[Records excerpted from a collection]
▬▬▬▬▬▬▬▬▬▬

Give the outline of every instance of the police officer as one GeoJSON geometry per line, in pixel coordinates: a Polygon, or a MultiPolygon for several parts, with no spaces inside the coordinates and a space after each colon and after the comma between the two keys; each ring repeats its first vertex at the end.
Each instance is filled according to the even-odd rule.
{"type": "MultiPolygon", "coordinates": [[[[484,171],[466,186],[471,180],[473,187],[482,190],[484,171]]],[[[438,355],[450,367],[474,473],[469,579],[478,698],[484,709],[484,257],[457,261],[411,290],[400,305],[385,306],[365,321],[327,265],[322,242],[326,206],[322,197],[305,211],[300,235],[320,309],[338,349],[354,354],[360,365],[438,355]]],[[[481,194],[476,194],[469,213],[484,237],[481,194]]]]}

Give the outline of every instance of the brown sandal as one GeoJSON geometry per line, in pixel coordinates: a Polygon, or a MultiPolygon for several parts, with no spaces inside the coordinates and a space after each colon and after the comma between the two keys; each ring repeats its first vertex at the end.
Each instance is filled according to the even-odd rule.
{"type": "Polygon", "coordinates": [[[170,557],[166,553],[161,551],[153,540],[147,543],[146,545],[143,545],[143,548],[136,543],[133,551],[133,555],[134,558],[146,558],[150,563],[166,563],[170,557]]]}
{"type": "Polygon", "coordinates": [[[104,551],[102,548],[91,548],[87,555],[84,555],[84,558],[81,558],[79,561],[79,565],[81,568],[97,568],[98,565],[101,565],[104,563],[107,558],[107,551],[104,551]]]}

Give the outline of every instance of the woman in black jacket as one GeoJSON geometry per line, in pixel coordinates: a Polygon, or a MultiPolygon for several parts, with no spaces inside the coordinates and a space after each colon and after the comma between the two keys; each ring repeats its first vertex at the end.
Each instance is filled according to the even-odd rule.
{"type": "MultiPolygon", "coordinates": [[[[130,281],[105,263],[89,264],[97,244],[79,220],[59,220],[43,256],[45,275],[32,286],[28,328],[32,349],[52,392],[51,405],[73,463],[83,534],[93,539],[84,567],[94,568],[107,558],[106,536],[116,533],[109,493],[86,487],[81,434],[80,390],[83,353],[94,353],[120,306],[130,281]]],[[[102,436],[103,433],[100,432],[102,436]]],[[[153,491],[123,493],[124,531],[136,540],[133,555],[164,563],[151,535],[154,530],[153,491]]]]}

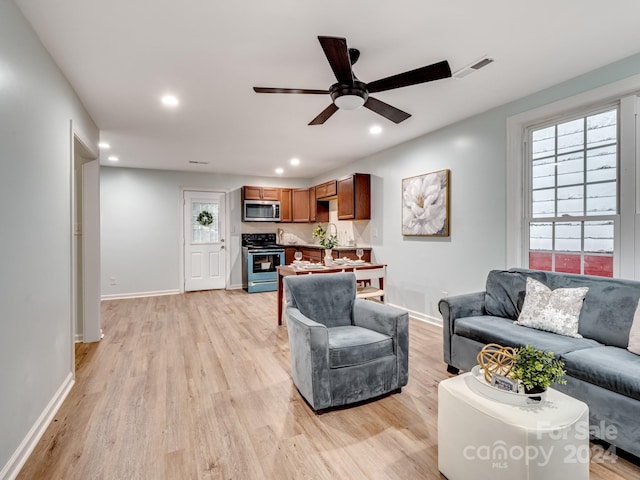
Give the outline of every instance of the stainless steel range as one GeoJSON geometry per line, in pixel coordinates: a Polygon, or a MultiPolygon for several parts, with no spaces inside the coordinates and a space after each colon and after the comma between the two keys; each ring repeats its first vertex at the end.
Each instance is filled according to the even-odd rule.
{"type": "Polygon", "coordinates": [[[243,233],[242,287],[249,293],[276,291],[276,267],[284,265],[284,258],[275,233],[243,233]]]}

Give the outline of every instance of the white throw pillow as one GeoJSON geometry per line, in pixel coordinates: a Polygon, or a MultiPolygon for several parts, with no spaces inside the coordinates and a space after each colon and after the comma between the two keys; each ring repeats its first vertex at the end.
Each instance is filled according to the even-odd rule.
{"type": "Polygon", "coordinates": [[[527,290],[516,325],[582,338],[578,333],[578,317],[588,287],[557,288],[527,277],[527,290]]]}
{"type": "Polygon", "coordinates": [[[633,324],[629,332],[629,346],[627,350],[636,355],[640,355],[640,301],[638,301],[636,313],[633,315],[633,324]]]}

▬▬▬▬▬▬▬▬▬▬

Put every line of the listing above into a numbered list, skipping blank lines and leaving out the pictures.

1. Give the outline of every instance of the police officer as one GeoJSON geometry per line, in pixel coordinates: a Polygon, or a MultiPolygon for several parts, with no spaces inside the coordinates and a space after each colon and after the comma between the two keys; each ring repeats its first vertex at the end.
2. Each instance is filled according to the even-odd rule.
3. {"type": "MultiPolygon", "coordinates": [[[[484,171],[466,186],[471,180],[473,187],[482,190],[484,171]]],[[[438,355],[450,367],[474,473],[469,579],[478,698],[484,709],[484,257],[457,261],[411,290],[400,305],[385,306],[365,321],[327,265],[322,242],[326,206],[322,197],[305,211],[300,235],[320,309],[338,349],[354,354],[360,365],[438,355]]],[[[481,194],[476,194],[469,213],[484,237],[481,194]]]]}
4. Give the outline of every instance of the brown sandal as one GeoJSON geometry per line, in pixel coordinates: a Polygon, or a MultiPolygon for several parts, with no spaces inside the coordinates and a space after each colon and after the comma between the two keys; each ring repeats its first vertex at the end.
5. Each instance is filled according to the even-odd rule.
6. {"type": "Polygon", "coordinates": [[[170,557],[166,553],[161,551],[153,540],[147,543],[146,545],[143,545],[143,548],[136,543],[133,551],[133,555],[134,558],[146,558],[150,563],[166,563],[170,557]]]}
7. {"type": "Polygon", "coordinates": [[[104,551],[102,548],[91,548],[87,555],[84,555],[84,558],[81,558],[79,561],[79,565],[81,568],[97,568],[98,565],[101,565],[104,563],[107,558],[107,551],[104,551]]]}
8. Give the outline of every instance of the woman in black jacket as one GeoJSON geometry per line, in pixel coordinates: a Polygon, or a MultiPolygon for several parts, with no spaces inside the coordinates and a space after each colon and after the comma between the two keys; each ring repeats its first vertex at the end.
9. Each instance is filled according to the even-odd rule.
10. {"type": "MultiPolygon", "coordinates": [[[[130,281],[105,263],[89,264],[97,244],[79,220],[59,220],[43,256],[45,275],[32,286],[28,328],[32,349],[52,392],[51,405],[73,463],[83,534],[93,539],[84,567],[94,568],[107,558],[106,536],[116,533],[109,493],[86,487],[81,434],[80,390],[83,353],[94,353],[120,306],[130,281]]],[[[102,436],[103,433],[100,432],[102,436]]],[[[153,491],[123,493],[124,531],[136,540],[133,555],[164,563],[151,535],[154,530],[153,491]]]]}
11. Give the outline of every instance of the stainless steel range as one GeoJSON geometry per line, in pixel coordinates: a Polygon, or a MultiPolygon for several parts, with no spaces inside the coordinates and a space after each colon and after the comma between the two keys; each ring repeats its first vertex at the end.
12. Each instance is filled according to the even-odd rule.
13. {"type": "Polygon", "coordinates": [[[243,233],[242,287],[249,293],[276,291],[276,267],[284,265],[284,258],[275,233],[243,233]]]}
14. Give the outline of every instance of the white throw pillow as one GeoJSON geometry per line, in pixel coordinates: a Polygon, or a MultiPolygon for several parts, with no spaces inside the coordinates and a space after each colon and after the comma between the two keys; each ring repeats its first vertex at the end.
15. Each instance is filled according to the even-odd rule.
16. {"type": "Polygon", "coordinates": [[[527,290],[516,325],[582,338],[578,333],[578,317],[588,287],[557,288],[527,277],[527,290]]]}
17. {"type": "Polygon", "coordinates": [[[633,324],[629,332],[629,346],[627,350],[636,355],[640,355],[640,301],[638,301],[636,313],[633,315],[633,324]]]}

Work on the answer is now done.